[Start]

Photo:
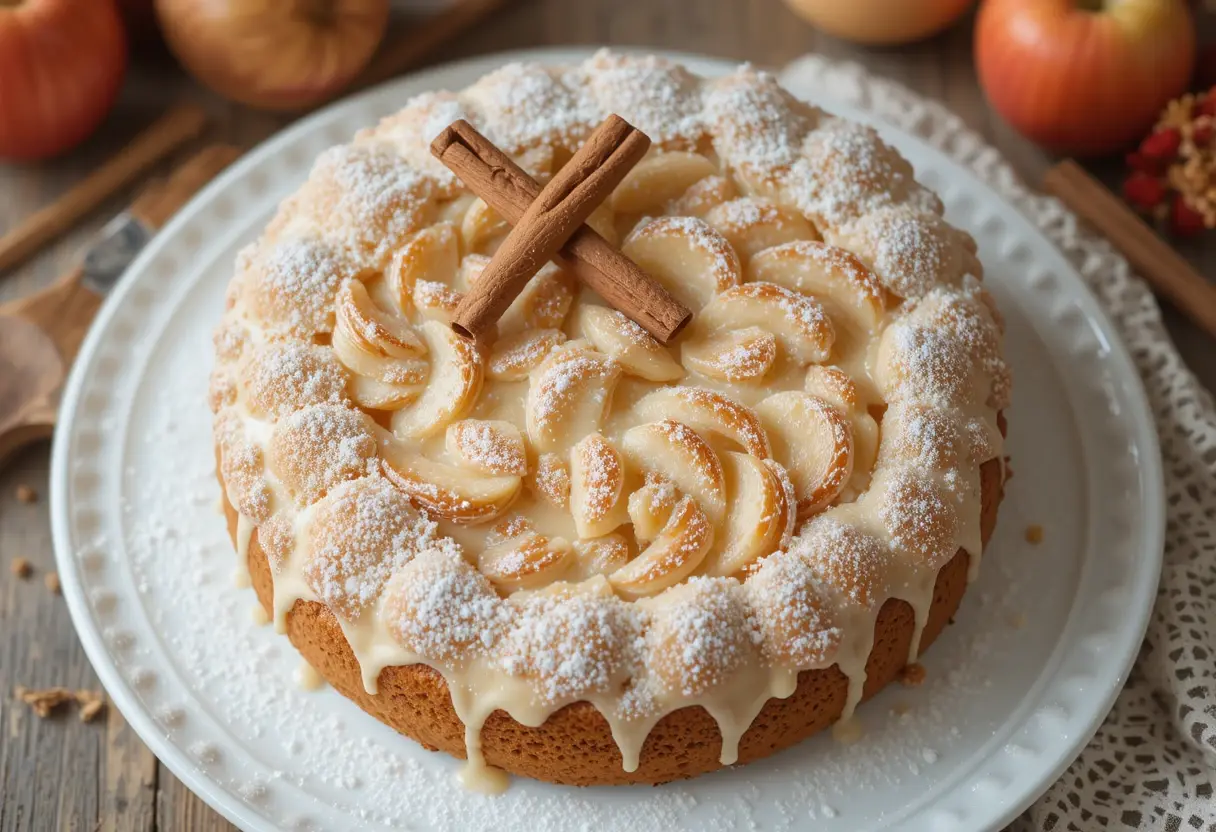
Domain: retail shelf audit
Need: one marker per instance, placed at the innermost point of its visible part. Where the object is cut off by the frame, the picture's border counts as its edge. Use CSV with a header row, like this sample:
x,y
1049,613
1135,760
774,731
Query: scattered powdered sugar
x,y
845,172
283,376
319,447
293,284
848,561
523,105
369,198
738,355
918,517
724,262
442,608
927,365
490,447
658,97
701,635
792,614
361,534
513,357
573,669
921,434
569,378
572,647
600,474
911,251
756,123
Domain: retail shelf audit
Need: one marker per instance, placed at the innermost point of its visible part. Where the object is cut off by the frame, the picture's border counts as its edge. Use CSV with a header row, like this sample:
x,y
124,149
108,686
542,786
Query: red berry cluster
x,y
1174,170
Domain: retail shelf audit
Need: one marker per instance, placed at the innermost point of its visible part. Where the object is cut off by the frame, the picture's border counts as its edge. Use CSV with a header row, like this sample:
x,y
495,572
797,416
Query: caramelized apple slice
x,y
529,561
814,440
434,301
675,451
692,260
736,357
639,354
836,387
671,556
597,478
431,254
707,411
797,321
833,276
658,179
756,517
752,224
568,397
516,355
490,447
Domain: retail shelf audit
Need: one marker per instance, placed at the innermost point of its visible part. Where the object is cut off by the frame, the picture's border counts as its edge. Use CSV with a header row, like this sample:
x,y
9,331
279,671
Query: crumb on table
x,y
44,702
912,675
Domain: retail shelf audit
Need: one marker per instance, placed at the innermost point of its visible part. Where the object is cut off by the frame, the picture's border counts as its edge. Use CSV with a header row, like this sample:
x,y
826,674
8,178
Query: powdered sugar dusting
x,y
362,533
792,613
702,636
443,610
283,376
293,284
572,647
845,560
319,447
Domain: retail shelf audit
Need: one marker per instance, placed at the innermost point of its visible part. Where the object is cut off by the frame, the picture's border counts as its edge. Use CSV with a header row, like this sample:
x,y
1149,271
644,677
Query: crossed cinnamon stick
x,y
549,224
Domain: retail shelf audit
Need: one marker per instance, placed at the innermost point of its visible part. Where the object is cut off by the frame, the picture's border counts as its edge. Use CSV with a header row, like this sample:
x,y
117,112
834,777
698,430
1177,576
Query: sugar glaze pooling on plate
x,y
609,557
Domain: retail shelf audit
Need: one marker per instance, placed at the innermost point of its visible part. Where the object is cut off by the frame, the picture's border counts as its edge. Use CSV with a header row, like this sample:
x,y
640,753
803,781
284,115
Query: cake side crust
x,y
574,746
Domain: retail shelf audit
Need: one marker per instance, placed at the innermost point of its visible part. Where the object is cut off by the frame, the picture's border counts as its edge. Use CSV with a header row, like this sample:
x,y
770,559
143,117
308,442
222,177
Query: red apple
x,y
61,65
1084,77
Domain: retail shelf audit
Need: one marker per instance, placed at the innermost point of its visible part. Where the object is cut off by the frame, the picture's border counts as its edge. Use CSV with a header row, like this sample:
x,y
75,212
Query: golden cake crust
x,y
574,746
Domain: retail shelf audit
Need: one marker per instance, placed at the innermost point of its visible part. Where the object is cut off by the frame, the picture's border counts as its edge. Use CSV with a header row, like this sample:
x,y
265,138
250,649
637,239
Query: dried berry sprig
x,y
1174,170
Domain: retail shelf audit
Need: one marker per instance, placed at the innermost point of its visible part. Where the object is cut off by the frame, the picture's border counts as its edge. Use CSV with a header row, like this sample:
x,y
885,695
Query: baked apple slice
x,y
814,442
452,388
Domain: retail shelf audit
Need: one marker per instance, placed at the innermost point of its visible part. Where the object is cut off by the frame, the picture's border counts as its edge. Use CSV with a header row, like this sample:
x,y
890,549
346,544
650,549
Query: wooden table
x,y
65,775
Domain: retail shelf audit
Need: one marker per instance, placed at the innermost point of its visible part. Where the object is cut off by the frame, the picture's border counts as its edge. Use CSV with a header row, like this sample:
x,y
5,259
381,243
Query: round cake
x,y
566,550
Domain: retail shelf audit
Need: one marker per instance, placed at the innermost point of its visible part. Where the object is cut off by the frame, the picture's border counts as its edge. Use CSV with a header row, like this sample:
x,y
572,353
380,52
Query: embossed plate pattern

[End]

[Written request] Extract every line of the records above that contains the word "table", reproducing each such line in full and in its original order.

[Expected answer]
Query: crumb on table
Query: wooden table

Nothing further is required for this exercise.